* PASSAGE TO READ
----------------------------------------

Lawyer, member of the Boston 2024 Executive Committee, and Former Assistant Secretary for the Department of Homeland Security sat down with Boston Public Radio's Jim Braude and Margery Eagan to discuss Cruz' candidacy, the new ballot question, and an inquiry at Homeland Security:
On her law school years with Ted Cruz:
There are people that were just known to the entire class. He was very conservative, by any standards, even then. Very conservative, very smart-- a well known person on campus. Do NOT underestimate him. [...] I know I'm supposed to say 'I know him and he's actually a nice guy,' but I wouldn't say that. I think he is actually a very divisive, if not somewhat scary figure in American politics. [...] It's not surprising that it's come to this. His career-- the way it unfolded was entirely predictable, even twenty years ago.
On the Boston 2024 Ballot Question:
The process issues, and how we're running it, are being handled by Rich Davie and John Fish. [...] I don't know what the exact language is but it's a good announcement, and-- I'll be totally blunt with you-- an obvious announcement at this stage. It's not simply because it's the right thing to do because we clearly haven't engaged the public, but it's also the obvious thing to do. The IOC is not going to let us go forward with the kind of rejection we're trying to plan going on. [...] Moving forward, it's the language that is now going to be debated. [...] It's sot of complicated, what we have to vote on, but it will cover a yes/no vote around the process issues about how we go forward. We're committed to not using any public funds.
On allegations that a Homeland Security official intervened in visa cases on behalf of now governor Terry McAuliffe of Virginia:
I will say, this is rare. I was the governors liaison at the department of homeland security. They would be angry, they would be annoyed, but they would always be about some public issue. i remember after the earthquake in Haiti, [...] I was in charge of where we were going to place Haitians who had to come here for medical services, and remember there was an adoption issue. There were poor Haitian children who were at the very ends of their adoption processes, and then all of a sudden the whole country is destroyed. I remember getting an 11:30 PM phone call from the governor of Pennsylvania who has ten families with kids literally a week away. That's when a governor calls, and that's when an assistant secretary like me gets on the phone and says "what can we do?"

----------------------------------------

Data excerpts:
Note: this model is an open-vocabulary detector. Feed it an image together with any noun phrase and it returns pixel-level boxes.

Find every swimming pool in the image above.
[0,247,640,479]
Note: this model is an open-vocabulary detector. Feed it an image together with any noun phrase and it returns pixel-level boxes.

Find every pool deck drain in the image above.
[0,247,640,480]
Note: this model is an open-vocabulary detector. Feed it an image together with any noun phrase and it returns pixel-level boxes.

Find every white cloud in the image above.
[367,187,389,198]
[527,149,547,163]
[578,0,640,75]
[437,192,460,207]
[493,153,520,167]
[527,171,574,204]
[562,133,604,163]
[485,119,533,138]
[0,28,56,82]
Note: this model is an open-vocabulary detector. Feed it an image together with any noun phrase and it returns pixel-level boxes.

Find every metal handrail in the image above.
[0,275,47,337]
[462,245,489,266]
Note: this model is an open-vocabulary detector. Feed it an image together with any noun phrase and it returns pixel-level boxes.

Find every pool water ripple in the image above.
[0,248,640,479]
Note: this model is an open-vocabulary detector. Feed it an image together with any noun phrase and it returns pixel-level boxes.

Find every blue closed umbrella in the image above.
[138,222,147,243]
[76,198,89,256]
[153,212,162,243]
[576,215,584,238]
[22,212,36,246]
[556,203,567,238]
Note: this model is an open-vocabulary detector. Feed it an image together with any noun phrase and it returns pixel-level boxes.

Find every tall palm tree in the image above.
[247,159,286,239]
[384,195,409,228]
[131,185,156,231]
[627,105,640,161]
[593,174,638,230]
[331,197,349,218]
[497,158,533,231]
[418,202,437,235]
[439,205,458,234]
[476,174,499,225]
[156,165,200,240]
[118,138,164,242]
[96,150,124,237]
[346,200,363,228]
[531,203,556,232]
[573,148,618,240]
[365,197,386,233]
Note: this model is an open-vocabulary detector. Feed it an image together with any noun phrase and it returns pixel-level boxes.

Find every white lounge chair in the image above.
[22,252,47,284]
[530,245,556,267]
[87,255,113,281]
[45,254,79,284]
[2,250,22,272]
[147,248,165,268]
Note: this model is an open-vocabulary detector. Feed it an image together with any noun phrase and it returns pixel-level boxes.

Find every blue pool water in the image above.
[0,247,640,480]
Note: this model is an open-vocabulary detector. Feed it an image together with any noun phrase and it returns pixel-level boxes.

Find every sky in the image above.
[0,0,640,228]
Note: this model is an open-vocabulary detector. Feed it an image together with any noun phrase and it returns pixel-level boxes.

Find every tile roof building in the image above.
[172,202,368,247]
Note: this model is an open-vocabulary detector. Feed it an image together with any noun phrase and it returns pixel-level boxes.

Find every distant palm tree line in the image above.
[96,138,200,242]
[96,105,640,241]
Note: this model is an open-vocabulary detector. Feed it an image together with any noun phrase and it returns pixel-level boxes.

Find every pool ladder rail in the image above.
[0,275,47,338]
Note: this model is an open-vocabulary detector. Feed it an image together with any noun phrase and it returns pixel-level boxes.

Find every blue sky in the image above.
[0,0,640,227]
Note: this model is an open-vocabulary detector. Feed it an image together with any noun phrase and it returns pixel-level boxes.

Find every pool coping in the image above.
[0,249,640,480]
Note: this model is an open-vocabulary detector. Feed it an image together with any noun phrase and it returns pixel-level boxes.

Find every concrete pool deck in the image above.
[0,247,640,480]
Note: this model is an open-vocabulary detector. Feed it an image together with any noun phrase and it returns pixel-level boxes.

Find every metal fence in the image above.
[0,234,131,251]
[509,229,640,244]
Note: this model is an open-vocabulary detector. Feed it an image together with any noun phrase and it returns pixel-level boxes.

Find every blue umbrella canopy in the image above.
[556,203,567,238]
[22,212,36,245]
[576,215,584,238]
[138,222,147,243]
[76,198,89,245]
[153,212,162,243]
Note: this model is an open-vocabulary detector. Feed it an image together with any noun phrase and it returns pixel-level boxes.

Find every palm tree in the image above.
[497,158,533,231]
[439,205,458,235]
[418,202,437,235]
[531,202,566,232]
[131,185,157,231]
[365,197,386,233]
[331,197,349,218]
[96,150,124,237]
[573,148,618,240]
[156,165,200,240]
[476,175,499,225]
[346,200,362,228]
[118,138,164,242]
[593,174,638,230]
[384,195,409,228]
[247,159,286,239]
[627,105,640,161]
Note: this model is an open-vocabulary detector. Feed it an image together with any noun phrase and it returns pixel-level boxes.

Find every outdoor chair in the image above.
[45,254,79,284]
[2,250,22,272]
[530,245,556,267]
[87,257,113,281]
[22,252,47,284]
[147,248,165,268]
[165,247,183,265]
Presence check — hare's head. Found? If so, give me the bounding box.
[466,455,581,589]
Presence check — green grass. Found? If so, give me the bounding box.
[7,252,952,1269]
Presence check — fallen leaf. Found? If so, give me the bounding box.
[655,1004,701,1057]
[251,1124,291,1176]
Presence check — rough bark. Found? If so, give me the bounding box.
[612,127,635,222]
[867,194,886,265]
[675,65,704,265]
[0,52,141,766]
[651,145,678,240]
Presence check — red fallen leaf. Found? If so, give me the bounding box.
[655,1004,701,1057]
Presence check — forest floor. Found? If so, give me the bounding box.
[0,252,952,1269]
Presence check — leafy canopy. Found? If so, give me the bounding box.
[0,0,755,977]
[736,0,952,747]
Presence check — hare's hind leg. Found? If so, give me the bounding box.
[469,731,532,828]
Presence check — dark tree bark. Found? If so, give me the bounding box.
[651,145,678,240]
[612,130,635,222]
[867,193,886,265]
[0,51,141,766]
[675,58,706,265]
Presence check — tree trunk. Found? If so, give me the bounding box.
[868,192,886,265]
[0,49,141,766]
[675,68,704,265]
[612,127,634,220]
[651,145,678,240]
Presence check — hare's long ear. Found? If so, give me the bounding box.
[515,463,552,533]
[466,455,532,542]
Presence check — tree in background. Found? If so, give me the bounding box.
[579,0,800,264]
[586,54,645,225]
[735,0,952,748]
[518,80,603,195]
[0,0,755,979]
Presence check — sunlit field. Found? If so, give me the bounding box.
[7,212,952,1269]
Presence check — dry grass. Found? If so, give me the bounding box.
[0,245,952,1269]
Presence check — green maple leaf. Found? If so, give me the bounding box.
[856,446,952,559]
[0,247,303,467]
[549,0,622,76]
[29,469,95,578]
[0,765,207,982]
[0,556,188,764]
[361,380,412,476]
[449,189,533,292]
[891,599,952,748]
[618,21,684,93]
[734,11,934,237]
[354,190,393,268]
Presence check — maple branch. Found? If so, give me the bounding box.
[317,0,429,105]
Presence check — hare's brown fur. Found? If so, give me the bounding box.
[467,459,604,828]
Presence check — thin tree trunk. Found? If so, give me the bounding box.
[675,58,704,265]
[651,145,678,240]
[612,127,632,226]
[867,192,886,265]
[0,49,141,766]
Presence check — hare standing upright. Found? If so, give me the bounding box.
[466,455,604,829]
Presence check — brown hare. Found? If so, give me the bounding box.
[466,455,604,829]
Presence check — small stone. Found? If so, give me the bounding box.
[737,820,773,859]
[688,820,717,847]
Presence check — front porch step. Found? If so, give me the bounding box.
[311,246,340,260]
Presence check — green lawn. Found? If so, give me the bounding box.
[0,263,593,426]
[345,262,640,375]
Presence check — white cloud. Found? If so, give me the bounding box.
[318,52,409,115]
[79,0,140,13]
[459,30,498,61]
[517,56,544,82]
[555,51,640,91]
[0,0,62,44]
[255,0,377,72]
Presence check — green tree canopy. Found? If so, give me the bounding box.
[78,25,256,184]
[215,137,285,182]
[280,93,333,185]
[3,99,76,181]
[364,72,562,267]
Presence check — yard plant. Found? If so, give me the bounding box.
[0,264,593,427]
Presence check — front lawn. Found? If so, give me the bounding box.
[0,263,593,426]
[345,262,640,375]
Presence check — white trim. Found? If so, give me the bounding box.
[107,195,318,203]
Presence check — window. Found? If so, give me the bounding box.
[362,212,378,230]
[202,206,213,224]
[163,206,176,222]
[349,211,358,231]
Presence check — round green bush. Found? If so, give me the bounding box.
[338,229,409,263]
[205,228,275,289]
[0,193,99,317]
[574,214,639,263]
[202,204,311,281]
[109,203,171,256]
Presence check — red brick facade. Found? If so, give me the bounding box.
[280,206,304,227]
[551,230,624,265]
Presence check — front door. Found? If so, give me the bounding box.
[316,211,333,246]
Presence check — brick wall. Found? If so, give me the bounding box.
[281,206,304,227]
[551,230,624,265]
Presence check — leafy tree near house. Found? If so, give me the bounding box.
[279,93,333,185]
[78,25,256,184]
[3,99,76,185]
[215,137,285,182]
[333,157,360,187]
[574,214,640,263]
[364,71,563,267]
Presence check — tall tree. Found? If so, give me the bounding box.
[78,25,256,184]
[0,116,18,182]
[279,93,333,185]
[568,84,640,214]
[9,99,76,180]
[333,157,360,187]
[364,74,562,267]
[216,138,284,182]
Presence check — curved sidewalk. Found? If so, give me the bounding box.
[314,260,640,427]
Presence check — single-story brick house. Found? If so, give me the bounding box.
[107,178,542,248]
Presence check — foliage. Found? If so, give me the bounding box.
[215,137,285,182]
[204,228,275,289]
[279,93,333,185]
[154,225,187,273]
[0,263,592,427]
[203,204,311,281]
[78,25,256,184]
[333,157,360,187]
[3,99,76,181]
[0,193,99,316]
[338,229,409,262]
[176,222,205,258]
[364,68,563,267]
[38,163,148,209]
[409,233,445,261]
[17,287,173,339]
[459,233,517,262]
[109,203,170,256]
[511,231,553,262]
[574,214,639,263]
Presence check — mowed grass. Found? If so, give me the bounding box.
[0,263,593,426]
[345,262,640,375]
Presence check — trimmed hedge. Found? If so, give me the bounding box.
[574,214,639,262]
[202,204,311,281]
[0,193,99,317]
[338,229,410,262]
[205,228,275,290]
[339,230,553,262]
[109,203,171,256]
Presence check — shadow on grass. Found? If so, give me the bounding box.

----------------------------------------

* INSTRUCTIONS TO FOLLOW
Write out the radio interview word for word from "Lawyer, member of" up to and including "twenty years ago.". This data comes from a different source than the radio interview.

* EXERCISE SOLUTION
Lawyer, member of the Boston 2024 Executive Committee, and Former Assistant Secretary for the Department of Homeland Security sat down with Boston Public Radio's Jim Braude and Margery Eagan to discuss Cruz' candidacy, the new ballot question, and an inquiry at Homeland Security:
On her law school years with Ted Cruz:
There are people that were just known to the entire class. He was very conservative, by any standards, even then. Very conservative, very smart-- a well known person on campus. Do NOT underestimate him. [...] I know I'm supposed to say 'I know him and he's actually a nice guy,' but I wouldn't say that. I think he is actually a very divisive, if not somewhat scary figure in American politics. [...] It's not surprising that it's come to this. His career-- the way it unfolded was entirely predictable, even twenty years ago.